#### Source material
◇ ◇ ◇ ◇ ◇
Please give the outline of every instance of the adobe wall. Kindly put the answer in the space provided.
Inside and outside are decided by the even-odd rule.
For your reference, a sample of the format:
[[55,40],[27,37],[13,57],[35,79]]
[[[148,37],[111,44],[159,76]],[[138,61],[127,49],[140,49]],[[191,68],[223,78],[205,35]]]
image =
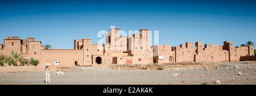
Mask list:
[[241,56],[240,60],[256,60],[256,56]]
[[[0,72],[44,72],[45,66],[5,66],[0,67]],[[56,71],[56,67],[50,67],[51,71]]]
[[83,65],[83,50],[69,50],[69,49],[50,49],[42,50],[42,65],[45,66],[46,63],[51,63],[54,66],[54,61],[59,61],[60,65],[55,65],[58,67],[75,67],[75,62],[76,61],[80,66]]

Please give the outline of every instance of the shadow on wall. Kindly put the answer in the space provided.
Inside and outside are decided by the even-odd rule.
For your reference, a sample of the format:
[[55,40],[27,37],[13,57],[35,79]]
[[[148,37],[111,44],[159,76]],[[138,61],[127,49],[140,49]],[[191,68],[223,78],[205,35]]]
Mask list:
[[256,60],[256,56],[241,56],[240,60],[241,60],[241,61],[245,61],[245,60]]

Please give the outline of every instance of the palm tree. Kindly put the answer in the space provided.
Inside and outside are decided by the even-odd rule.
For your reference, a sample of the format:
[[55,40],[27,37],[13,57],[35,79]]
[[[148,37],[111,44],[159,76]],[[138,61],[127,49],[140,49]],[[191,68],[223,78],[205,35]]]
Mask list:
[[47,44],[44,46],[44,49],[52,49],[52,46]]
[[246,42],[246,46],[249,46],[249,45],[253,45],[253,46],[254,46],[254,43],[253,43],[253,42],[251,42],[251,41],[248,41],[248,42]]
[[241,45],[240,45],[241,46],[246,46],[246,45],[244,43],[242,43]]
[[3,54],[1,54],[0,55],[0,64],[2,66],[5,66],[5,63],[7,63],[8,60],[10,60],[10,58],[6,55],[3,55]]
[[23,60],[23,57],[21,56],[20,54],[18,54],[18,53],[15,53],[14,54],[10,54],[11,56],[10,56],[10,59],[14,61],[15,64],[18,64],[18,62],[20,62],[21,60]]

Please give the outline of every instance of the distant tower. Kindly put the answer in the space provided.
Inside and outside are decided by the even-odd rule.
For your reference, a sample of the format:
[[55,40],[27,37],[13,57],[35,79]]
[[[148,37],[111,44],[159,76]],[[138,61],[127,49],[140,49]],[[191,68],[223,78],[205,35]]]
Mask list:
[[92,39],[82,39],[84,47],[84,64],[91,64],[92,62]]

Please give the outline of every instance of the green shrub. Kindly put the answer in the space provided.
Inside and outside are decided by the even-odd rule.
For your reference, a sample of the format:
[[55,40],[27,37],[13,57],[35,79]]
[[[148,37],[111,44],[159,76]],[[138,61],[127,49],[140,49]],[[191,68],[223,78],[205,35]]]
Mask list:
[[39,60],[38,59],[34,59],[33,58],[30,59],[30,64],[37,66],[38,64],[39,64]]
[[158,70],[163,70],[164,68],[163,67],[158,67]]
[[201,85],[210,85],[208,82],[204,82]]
◇ ◇ ◇ ◇ ◇
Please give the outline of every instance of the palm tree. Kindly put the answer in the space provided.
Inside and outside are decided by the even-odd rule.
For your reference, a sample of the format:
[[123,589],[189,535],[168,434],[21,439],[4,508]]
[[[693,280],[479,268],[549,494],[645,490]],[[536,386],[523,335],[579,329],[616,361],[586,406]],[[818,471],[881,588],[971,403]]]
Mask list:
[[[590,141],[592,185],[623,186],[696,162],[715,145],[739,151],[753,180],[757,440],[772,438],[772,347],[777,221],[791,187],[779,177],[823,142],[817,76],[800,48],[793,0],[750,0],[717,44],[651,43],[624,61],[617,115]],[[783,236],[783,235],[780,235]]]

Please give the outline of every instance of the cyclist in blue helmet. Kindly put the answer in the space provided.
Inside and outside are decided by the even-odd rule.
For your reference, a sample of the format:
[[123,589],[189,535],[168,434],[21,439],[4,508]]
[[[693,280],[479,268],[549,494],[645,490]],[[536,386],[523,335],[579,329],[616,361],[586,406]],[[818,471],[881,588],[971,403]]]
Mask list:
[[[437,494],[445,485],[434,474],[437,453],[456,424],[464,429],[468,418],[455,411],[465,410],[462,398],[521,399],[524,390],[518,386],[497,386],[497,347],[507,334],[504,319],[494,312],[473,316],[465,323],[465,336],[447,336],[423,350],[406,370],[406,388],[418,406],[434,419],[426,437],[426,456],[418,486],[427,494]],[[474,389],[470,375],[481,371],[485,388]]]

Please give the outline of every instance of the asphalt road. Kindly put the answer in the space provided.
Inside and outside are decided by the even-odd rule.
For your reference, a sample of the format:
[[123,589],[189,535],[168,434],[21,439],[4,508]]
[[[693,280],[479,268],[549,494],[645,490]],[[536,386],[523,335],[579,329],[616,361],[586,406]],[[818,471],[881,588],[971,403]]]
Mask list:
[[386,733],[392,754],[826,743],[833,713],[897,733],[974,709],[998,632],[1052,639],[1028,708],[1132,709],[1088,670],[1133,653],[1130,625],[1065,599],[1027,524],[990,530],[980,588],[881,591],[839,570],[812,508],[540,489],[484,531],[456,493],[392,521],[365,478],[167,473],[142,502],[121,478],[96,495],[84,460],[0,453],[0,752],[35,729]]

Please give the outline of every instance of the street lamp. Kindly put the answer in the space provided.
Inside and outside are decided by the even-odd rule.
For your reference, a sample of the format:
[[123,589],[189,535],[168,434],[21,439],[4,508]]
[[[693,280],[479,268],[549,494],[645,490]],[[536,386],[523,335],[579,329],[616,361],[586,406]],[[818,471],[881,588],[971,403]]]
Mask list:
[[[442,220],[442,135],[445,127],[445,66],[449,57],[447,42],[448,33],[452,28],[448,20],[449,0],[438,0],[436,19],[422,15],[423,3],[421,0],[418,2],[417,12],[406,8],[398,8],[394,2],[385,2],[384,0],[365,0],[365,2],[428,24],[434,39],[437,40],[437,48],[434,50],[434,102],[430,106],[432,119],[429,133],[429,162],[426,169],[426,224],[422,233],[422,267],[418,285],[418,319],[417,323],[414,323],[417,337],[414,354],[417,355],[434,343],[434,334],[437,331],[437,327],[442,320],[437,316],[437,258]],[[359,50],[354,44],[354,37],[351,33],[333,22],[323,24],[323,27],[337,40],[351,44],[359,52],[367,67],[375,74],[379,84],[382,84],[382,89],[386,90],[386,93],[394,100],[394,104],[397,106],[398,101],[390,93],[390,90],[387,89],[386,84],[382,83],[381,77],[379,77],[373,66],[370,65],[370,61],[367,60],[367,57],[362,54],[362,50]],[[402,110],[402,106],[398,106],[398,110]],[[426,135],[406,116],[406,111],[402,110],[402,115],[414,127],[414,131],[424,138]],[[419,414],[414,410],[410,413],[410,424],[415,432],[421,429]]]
◇ ◇ ◇ ◇ ◇
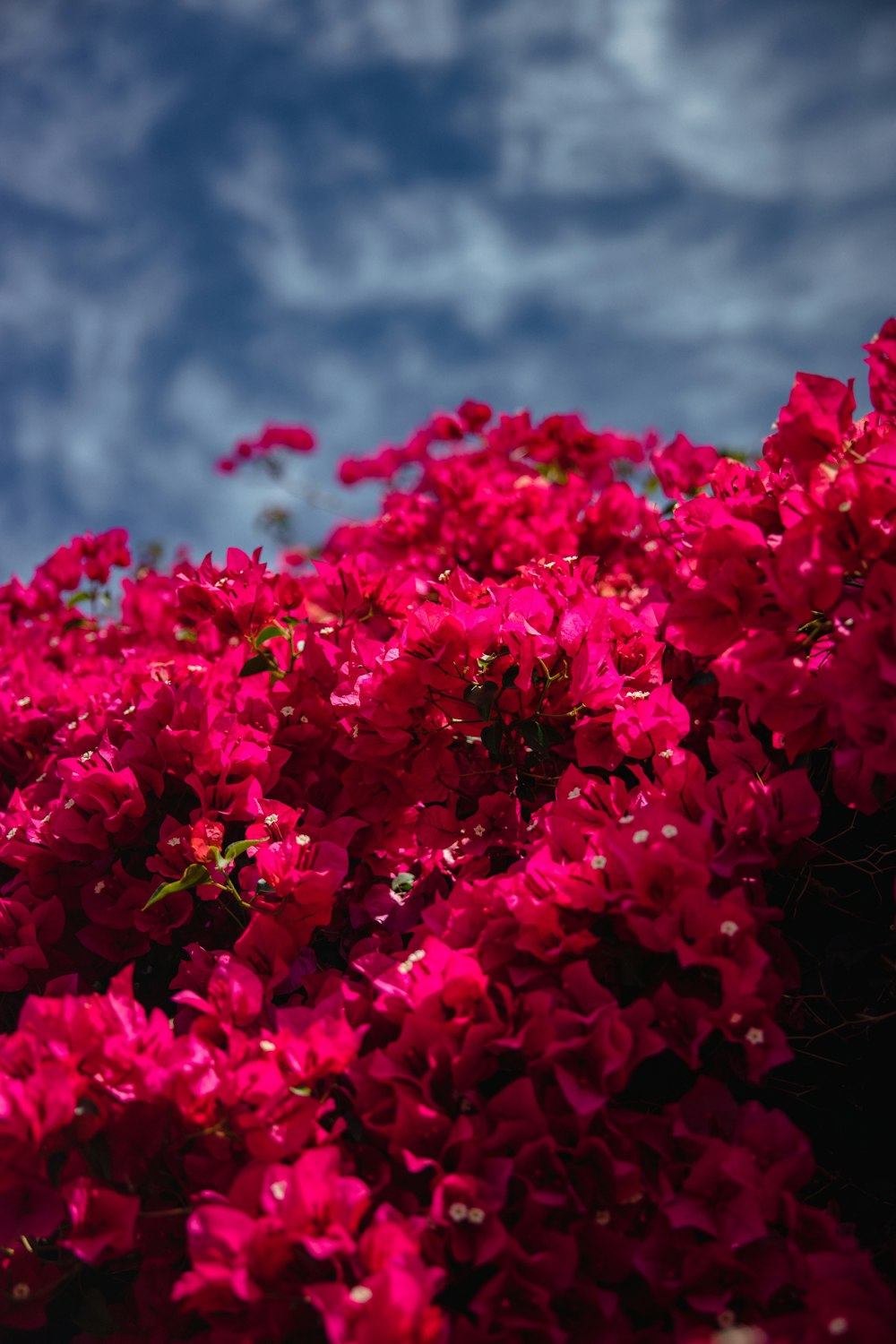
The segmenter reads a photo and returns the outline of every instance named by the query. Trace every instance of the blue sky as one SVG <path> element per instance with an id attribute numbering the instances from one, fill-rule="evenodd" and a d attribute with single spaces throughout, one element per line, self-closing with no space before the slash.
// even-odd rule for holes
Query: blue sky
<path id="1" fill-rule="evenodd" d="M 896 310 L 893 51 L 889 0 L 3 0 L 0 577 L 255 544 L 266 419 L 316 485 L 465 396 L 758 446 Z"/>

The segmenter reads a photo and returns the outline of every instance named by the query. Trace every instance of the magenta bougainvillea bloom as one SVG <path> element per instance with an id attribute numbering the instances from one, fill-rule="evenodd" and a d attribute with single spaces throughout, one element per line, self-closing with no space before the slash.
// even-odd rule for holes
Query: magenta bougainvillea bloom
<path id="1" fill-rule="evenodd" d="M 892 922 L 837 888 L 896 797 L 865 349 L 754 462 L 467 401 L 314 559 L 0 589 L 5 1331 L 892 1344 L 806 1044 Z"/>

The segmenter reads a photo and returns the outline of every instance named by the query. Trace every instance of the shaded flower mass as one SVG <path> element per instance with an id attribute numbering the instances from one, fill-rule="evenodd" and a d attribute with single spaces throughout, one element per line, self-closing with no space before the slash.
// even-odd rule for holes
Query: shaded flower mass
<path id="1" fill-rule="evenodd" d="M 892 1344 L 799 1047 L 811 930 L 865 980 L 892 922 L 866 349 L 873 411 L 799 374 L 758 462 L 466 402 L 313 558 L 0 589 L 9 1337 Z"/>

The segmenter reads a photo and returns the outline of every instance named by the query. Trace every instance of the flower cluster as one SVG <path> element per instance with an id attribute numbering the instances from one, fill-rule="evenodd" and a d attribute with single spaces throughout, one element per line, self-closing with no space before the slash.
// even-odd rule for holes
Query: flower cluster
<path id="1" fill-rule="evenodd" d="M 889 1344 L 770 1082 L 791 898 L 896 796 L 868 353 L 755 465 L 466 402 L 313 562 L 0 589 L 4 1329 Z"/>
◇ ◇ ◇ ◇ ◇
#### Problem statement
Copy out verbatim the rows beginning with the line that contains "of the flower" and stopping after the line that contains "Query: flower cluster".

#### Reply to the task
The segmenter reads a photo and returns the outline of every instance named by the query. Trace every instance of the flower cluster as one SVG <path> element per instance with an id attribute numbering the instances from one, fill-rule="evenodd" and a d attribute with single spaces throughout, one element per line, self-closing with no space before the slash.
// even-odd rule for holes
Query: flower cluster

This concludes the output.